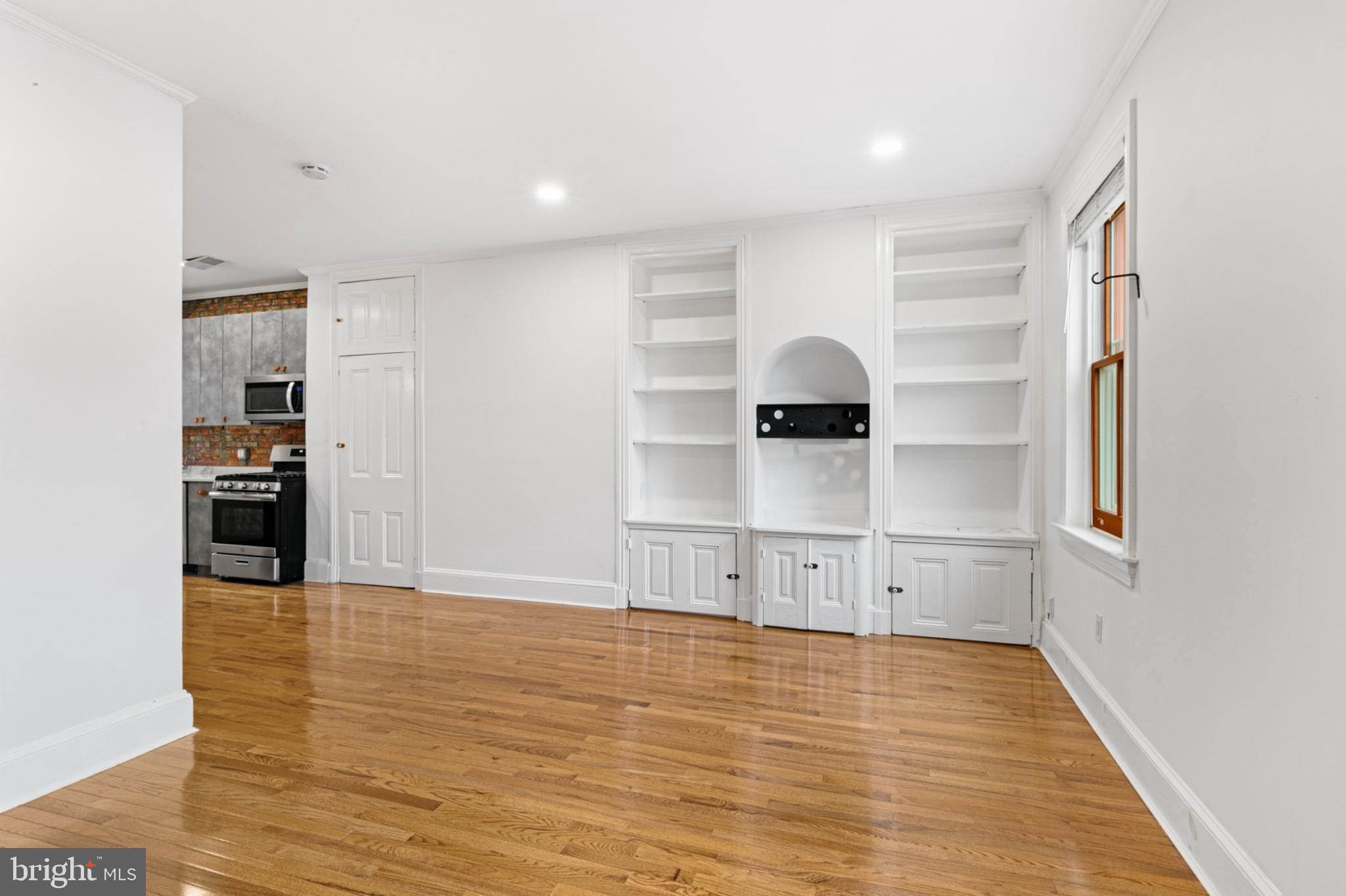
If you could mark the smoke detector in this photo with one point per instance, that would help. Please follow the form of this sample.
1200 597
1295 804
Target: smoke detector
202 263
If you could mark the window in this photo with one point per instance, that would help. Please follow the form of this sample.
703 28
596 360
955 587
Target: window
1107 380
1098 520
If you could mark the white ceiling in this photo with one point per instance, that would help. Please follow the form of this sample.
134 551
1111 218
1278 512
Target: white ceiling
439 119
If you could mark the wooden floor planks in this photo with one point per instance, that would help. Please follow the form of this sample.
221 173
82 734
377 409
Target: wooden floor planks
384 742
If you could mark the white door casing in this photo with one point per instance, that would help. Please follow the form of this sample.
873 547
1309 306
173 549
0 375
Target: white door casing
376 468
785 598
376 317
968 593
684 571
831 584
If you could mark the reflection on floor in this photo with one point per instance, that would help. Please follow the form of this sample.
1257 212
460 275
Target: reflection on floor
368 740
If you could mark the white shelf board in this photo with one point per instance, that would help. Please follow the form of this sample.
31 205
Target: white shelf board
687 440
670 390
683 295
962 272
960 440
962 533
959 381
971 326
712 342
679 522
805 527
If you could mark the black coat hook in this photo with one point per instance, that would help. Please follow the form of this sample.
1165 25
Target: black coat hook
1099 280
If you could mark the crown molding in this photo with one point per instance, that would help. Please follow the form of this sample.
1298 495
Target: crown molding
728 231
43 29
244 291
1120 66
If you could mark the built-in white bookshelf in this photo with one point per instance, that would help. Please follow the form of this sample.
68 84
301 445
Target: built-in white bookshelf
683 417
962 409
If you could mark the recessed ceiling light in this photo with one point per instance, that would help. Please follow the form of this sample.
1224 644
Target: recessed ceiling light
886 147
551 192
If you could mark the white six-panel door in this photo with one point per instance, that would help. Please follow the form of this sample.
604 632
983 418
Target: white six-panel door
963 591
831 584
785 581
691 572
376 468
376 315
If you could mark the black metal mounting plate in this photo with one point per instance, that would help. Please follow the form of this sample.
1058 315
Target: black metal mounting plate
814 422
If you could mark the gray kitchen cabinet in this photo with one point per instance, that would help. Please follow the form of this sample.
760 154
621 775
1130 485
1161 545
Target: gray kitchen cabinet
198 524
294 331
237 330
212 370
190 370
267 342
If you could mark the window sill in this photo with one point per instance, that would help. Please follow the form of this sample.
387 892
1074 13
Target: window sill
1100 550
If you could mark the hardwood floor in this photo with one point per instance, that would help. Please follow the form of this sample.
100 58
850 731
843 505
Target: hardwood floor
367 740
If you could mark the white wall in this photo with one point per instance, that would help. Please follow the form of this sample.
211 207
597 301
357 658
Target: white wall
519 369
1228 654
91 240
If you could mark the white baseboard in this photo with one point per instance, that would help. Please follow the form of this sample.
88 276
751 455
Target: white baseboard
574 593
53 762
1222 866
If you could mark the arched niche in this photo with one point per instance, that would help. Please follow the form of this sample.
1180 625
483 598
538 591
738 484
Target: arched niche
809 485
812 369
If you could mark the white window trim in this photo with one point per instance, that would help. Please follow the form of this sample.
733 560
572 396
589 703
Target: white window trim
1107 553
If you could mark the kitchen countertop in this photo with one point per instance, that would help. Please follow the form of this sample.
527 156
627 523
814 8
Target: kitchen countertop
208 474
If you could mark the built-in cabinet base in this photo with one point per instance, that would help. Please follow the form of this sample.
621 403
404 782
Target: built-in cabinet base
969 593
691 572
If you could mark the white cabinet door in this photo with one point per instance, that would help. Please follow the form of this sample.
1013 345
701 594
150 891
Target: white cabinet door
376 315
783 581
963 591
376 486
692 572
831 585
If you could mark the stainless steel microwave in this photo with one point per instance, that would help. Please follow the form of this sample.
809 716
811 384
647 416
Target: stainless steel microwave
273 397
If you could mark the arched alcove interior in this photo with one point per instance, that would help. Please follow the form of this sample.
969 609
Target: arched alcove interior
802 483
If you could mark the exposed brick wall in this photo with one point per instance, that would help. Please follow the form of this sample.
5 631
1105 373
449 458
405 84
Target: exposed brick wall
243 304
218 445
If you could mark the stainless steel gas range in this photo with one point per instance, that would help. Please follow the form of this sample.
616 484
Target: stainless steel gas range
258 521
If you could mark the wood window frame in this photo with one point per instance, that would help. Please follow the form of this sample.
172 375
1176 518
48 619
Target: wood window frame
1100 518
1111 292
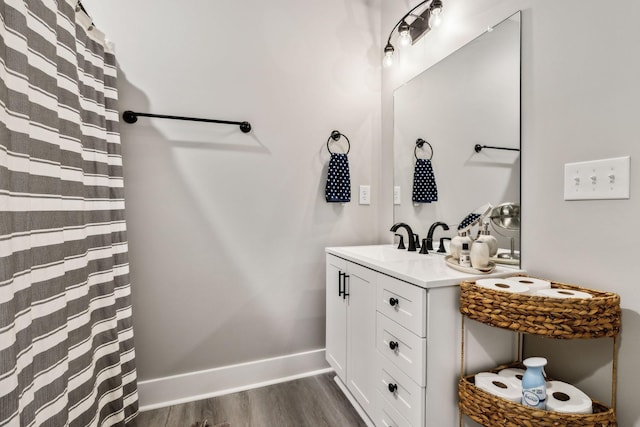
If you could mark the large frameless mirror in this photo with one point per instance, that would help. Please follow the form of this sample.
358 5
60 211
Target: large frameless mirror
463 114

------------------------------

## TASK BRIEF
Return all the records above exactly, pictures omitted.

## OUTPUT FOR THIS TASK
If you could mark the smoke detector in this photo with one point per instance, that would help. Please follow the form of this sample.
1200 597
1295 804
Target: smoke detector
202 263
If you could mark the window in this photo with one point per instance, that would help. Please follow the form of this sample.
703 28
596 360
955 587
Target: window
1107 380
1098 520
If you could mark the white ceiling in this photo with one point per instance, that would help. Please follow the form of this sample.
134 551
1111 218
1278 512
Target: white ceiling
439 119
If you could mark the wooden floor planks in this photo with one point per instance, that would help. Please follow the form of this sample.
221 173
82 734
377 409
Target: wooden floor planks
384 742
If you could mark the white door casing in this photo with one point per instance, that would help. Please follow the form of this sample.
873 547
1309 306
173 549
0 375
Target: white door casing
376 468
785 598
376 317
968 593
684 571
831 584
If you could mark the reflection on floor in this photo with one point per instance, that would help. Please follow the form of this sample.
1257 212
460 275
Target: reflection on floor
368 740
If you could mark the white shelf board in this photo with one point per instance, that would help. Please follow the form of this sample.
31 205
Target: white shelf board
687 440
670 390
683 295
962 272
960 440
962 533
959 381
971 326
712 342
679 522
805 527
If you could mark the black coat hook in this photo with one point per instance, that would help. Please follow the form of this sample.
1165 25
Target: black coat hook
1099 280
If you could mark the crown molding in this photo with one point per instance, that would help. Please follow the form of this sample.
1298 495
Target: crown molding
728 231
43 29
244 291
1120 66
If you could mark the built-in white bookshelf in this photo with one point per instance, that would help. Please follow the form of this sample.
68 84
301 445
Target: built-in white bookshelf
683 417
962 409
If you could mark the recessed ceiling light in this photo with one point per instance, that would help. Please follow the form of this sample.
1224 644
Target: recessed ceiling light
886 147
551 192
If you could mark the white six-panel door in this photo with one point per instance, that would help. Please follow the form of this sample.
604 632
983 418
Target: white six-panel door
963 591
831 584
785 581
691 572
376 468
376 315
If you could mark the black metal mounting plate in this photo with one point per instance, that would help. Please follow the form of this sample.
1058 315
Target: black metal mounting plate
814 422
If you could mark the gray kitchen cabinet in this photo with one point per instance, that would help. Please follow the form of this sample.
760 154
621 775
1130 485
1161 545
Target: gray kitchen cabinet
198 524
294 331
237 330
212 370
190 370
267 342
If you could mark the window sill in this photo with one point per instance, that would help. Please follow the form of this sample.
387 892
1074 13
Target: window sill
1100 550
If you could mark the hardwood floor in this photo with one point per instance, that would help. Please follow the form of this sample.
100 58
850 731
843 505
Target: hardwood floor
367 740
If you could mark the white wall in this photo with one point per instance, that would help. Please follow the form of this sample.
211 207
597 301
357 658
Target: white wall
519 369
1228 654
91 240
If you could mark the white baseboard in this photo with one point per instance, that would help. Please follow the form of this sample.
88 276
751 455
Target: white baseboard
574 593
53 762
1222 866
If you could mark the arched niche in this photo with one point per instance, that would help. Please follow the form of this sample.
1180 625
483 598
538 591
738 484
Target: arched niche
809 485
812 369
If you could mark the white window trim in this photo with one point per instance, that would help. Please follow the form of this sample.
733 560
572 396
589 703
Target: white window trim
1107 553
If you could mark the kitchen countertop in this photo with one point per instance, that would help. Please follow the form of this sample.
527 156
627 523
814 8
Target: kitchen countertop
208 474
If you could mark the built-in cabinet base in this photo with one point per instance, that would help. Please follow the form of this sample.
621 403
404 782
Target: built-in cabinet base
969 593
691 572
If you could mark the white cabinet door in this photo with one point per instance, that would help. Please follow the form of this sample.
1013 345
701 594
150 891
Target: white cabinet door
376 315
783 581
963 591
376 486
692 572
831 585
If you could mark the stainless steel microwave in this photo with one point per instance, that would help. Please follow the form of this sample.
809 716
811 384
647 416
Target: stainless steel microwave
273 397
If you could mark the arched alcove interior in this photo with one point per instance, that would help. Please follow the form of this sample.
969 609
Target: arched alcove interior
802 483
If you could mark the exposed brick wall in this photo with one point per instance, that would help. Please follow the form of this sample.
5 631
1105 373
449 458
405 84
Target: exposed brick wall
243 304
218 445
If you could mark the stainless steel gas range in this photo with one point per instance, that would help. Please follow the form of this sample.
616 484
Target: stainless steel gas range
258 521
If you could mark the wood window frame in this photo with one point per instance, that would help. Please follow the form of this sample.
172 375
1176 518
48 619
Target: wood window frame
1100 518
1111 292
If you could mark the large frameless mirror in this photo with one point per instance, that would help. Please follow the form of this sample.
358 5
60 211
Target: large frameless mirror
463 114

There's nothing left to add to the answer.